* _Texte du document_
######
Communiqué de presse intersyndical diffusé le 4 avril 2024 (SUD éducation, CGT, FSU, FO, CFDT)
La presse en parle : lire l'article de Presse Océan.
Des alertes inaudibles sur une méthode de gestion illégale
Le 30 mars 2023, nos syndicats interpellaient la Présidente et la directrice des ressources humaines de Nantes Université sur l’absence de base réglementaire justifiant la pratique de décompte des jours de grève en vigueur dans l’établissement. En sus du retrait légal d’un trentième du traitement mensuel, le service des enseignant·es n’est en effet pas entièrement réputé fait comme le prévoit pourtant la circulaire ministérielle n°2018-081 du 7 mai 2018 disposant des règles en matière de grève. Comment cela est-il possible ? Par l’application arbitraire, aux jours de grève, d’une méthode dite « proportionnelle » de calcul des heures de service prévue exclusivement pour les congés légaux par la circulaire n°2012-0157 du 30 avril 2012. Celle-ci pose d’ailleurs des conditions très restrictives à l’usage de cette méthode : appliquée au cas par cas, elle ne doit pas désavantager les agent·es par rapport à la méthode usuelle du tableau de service individuel fondé sur les heures réelles. En réponse aux recours individuels envoyés par des enseignant·es en juillet 2023, l’administration maintenait, fin août, la position défendue par la Présidente de Nantes Université dans son courrier du 13 avril 2023. Face à ces fins de non-recevoir, nos organisations syndicales ont rédigé, avec l’appui d’un avocat spécialisé, un recours gracieux demandant l’abrogation de la pratique, incontestablement illégale, en cours. Envoyée le 1er décembre 20231, cette requête n’a pas reçu de réponse sous le délai des deux mois légalement impartis à réception ; un silence valant comme un refus qui ne laisse plus d’autre alternative, après d’infructueuses interpellations en instances, que l’ouverture d’un contentieux.
Comment Nantes Université décompte les jours de grève exactement ?
######
* _Données présentées_

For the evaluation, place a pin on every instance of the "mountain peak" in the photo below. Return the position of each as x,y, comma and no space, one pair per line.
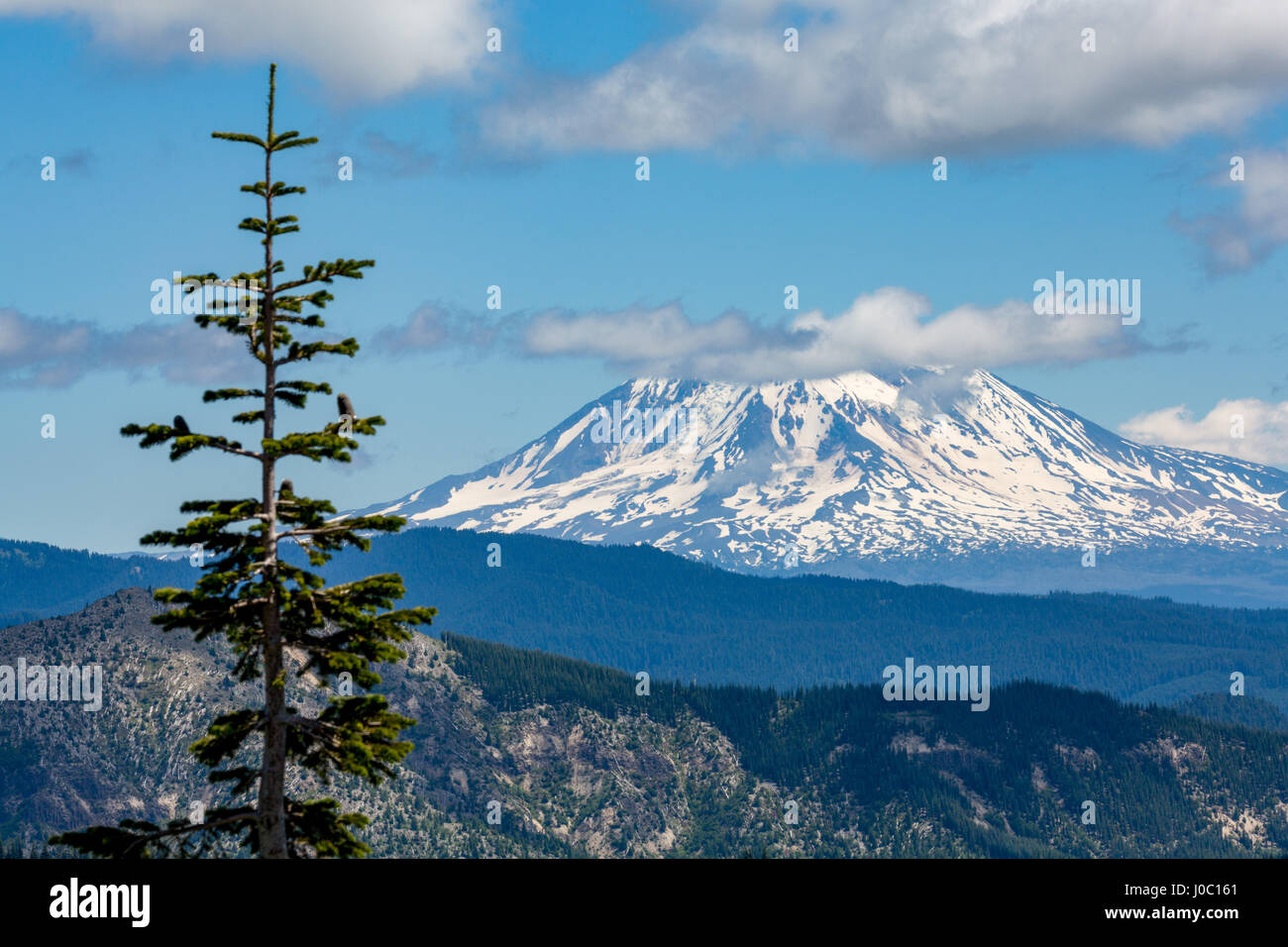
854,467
######
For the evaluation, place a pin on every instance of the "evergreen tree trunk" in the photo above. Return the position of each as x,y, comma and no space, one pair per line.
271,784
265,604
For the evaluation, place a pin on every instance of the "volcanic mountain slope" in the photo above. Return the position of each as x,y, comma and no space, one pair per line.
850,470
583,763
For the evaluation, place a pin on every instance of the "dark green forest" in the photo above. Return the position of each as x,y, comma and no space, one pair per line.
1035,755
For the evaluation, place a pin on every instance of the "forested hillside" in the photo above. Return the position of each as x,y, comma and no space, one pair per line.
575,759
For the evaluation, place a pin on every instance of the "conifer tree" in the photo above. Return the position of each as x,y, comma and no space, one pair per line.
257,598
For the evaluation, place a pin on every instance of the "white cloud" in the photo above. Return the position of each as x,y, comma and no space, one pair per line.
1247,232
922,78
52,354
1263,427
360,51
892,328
######
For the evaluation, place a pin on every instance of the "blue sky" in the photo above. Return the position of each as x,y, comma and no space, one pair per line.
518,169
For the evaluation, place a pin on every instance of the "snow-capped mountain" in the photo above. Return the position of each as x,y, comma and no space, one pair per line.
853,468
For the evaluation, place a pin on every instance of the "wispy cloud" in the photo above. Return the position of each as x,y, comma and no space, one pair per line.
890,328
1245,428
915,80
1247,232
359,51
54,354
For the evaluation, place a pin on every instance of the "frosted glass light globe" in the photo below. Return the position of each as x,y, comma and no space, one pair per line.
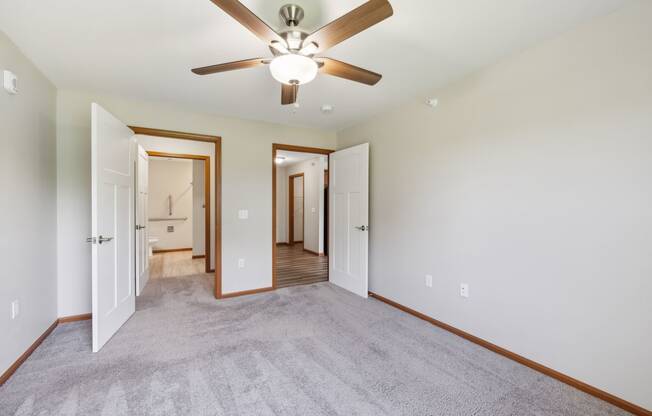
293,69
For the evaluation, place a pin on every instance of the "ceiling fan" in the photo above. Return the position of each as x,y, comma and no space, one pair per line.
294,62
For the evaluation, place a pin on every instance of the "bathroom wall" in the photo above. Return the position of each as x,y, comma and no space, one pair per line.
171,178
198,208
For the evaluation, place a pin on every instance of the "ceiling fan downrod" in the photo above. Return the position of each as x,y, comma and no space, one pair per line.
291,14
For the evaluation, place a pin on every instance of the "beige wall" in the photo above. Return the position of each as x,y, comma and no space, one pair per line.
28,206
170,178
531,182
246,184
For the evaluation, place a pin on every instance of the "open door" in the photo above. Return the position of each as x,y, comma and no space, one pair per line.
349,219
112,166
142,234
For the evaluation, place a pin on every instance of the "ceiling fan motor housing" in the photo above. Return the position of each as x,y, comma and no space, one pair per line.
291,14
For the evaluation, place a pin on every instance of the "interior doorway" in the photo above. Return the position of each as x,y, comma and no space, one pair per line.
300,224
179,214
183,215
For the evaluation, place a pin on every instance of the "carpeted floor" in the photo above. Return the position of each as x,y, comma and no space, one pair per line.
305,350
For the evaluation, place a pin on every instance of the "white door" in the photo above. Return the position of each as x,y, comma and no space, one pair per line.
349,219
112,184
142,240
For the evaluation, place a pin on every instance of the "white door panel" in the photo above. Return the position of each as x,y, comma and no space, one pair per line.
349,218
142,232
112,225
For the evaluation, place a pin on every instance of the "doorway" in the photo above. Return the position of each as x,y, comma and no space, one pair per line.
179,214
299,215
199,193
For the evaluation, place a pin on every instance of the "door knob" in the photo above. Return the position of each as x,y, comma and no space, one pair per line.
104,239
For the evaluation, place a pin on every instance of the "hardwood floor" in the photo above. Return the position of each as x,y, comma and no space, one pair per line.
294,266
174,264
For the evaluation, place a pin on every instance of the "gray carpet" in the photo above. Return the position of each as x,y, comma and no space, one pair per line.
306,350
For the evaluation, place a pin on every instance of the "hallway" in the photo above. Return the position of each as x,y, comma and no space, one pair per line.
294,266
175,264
######
* _Consigne_
Selon le communiqué intersyndical, quelle circulaire prévoit la méthode dite « proportionnelle » exclusivement pour les congés légaux ? Indiquez-la, s'il vous plaît. Les enregistrements proviennent d'une autre source que le texte.

* _Résultat_
La circulaire n°2012-0157 du 30 avril 2012.